EXERCÍCIO BREVE 1 = Extraia dos registros abaixo cada linha que contém a palavra "track", respeitando maiúsculas e minúsculas.

TRECHO CITADO =
Romero Maia, Gestor de Pesquisas do IBGE e colaborador do Grupo de Métodos de Pesquisa do Programa de Pós-Graduação em Ciência Política da UFPE. E-mail: romeromaia@gmail.com
Os temas mais importantes do debate político sempre foram concentração de renda e riqueza, e seu complementar, a pobreza. O Estado sempre foi o palco principal desses debates porque é o coordenador, por definição, para encaminhar soluções para esses tipos de problemas políticos. A política, por sua vez, é por um lado a consequência necessária das várias diferenças entre as pessoas e, por outro, a causa da pobreza de larga escala e da concentração excessiva quando malfeita ou feita com má-fé pelos que vencem o embate político. Se fôssemos completamente iguais, não haveria política por simples falta de diversidade para o embate. Assim, quando um político governa apenas para os seus eleitores ou para os que se assemelham ideologicamente, pode-se dizer formalmente que se trata de um péssimo político. O respeito à diversidade é o diapasão da boa política.
Seguindo, então, pela importância da diversidade, uma das muitas diferenciações mais elementares dos humanos enquanto espécie é o chamado dimorfismo sexual. E mesmo esse nível tão básico de diferenciação a natureza não produz uma constante. Sabe-se que, de acordo dados da ONU, pode chegar a cerca de 2% a parcela da população que nasce com características intersexuais. Mas essas são apenas as diferenciações congênitas básicas, e não dizem muita coisa sobre a grande variabilidade comportamental, com diversas segmentações de orientações afetivas e sexuais. O polimorfismo cognitivo e comportamental é também um fundamento da nossa espécie e, não por outra razão, a pluralidade de gênero é um fenômeno que sempre existiu, fazendo nossa etologia ser uma das mais ricas e complexas da natureza e com inevitáveis repercussões políticas.

REGISTROS SELECIONADOS =
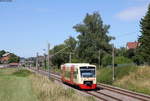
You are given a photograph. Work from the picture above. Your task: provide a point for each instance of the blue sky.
(27, 25)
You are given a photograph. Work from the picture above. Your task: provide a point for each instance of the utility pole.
(37, 67)
(70, 58)
(48, 61)
(113, 66)
(99, 58)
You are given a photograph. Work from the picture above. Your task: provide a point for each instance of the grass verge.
(23, 85)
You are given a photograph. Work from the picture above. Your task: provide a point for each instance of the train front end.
(87, 76)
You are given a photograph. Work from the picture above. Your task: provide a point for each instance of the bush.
(122, 60)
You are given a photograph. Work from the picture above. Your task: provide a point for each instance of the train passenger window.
(87, 71)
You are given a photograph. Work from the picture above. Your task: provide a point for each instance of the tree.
(144, 39)
(71, 44)
(93, 37)
(60, 58)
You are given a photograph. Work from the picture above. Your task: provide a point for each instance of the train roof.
(78, 64)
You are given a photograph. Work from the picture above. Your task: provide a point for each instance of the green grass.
(133, 78)
(23, 85)
(104, 75)
(22, 73)
(138, 81)
(15, 88)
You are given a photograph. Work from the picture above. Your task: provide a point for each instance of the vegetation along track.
(134, 95)
(104, 96)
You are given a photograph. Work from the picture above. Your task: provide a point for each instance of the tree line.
(92, 45)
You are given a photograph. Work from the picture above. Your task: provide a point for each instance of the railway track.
(111, 93)
(135, 95)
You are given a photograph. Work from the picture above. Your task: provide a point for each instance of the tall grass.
(49, 91)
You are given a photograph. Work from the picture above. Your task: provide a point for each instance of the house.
(132, 45)
(5, 57)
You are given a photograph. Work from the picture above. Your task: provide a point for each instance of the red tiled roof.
(132, 45)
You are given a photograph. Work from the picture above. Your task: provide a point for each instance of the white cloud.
(132, 13)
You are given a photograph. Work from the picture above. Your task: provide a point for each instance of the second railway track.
(104, 96)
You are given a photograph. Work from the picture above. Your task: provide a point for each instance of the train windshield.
(87, 71)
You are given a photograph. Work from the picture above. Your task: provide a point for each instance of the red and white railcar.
(82, 75)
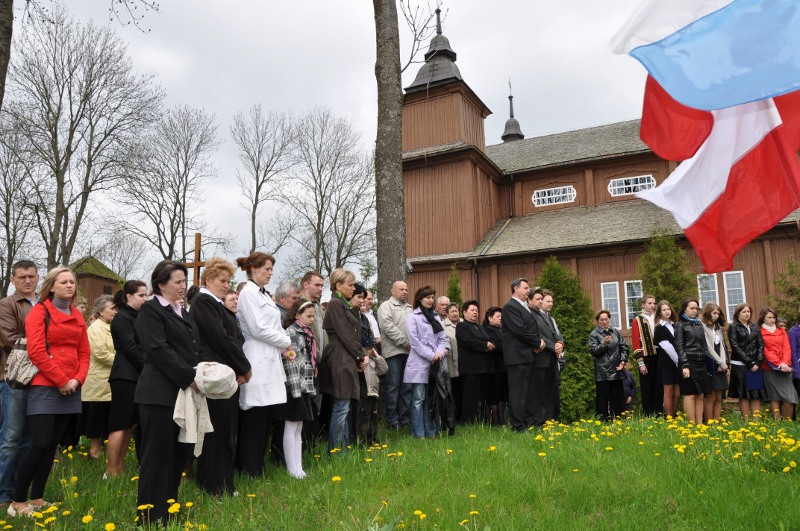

EXERCÍCIO BREVE 2 = Como prossegue o texto sobre diversidade e política? Escreva a continuação a partir da última frase dele.

RESPOSTA 1 =
You are given a photograph. Work from the picture above. Your task: provide a point for each instance of the vegetation along track.
You are given a photograph. Work from the picture above. Your task: provide a point for each instance of the railway track.
You are given a photograph. Work from the picture above. Your task: provide a point for each instance of the second railway track.

RESPOSTA 2 =
Partindo agora para a relevância de indicadores sociais e da política quando analisamos as relações de gênero, em 2020, o IBGE publicou um estudo importantíssimo sobre as consequências desse nível mais complexo de distinção, revelando seus efeitos práticos no dia a dia das pessoas. Por causa de limitações metodológicas típicas de pesquisas amostrais de grande porte (como a Pesquisa Nacional por Amostra de Domicílios Contínua Anual), que vão desde a necessidade de padronização e comparabilidade internacional dos instrumentos de coleta, passando por hierarquização de perguntas condicionais, até o impacto que as não-respostas e recusas podem ter na representatividade do questionário, o Instituto fez essa investigação apenas no nível de homens e mulheres. Os dados mais recentes dizem respeito ao ano de 2019 e revelam que, se considerarmos gênero como uma variável, ela pode ocupar o papel de boa preditora de uma série de fenômenos de interesse. Ou seja, gênero importa. Vamos destacar aqui uma variável em especial, a dos "afazeres domésticos", e analisar as discrepâncias que apareceram entre os gêneros.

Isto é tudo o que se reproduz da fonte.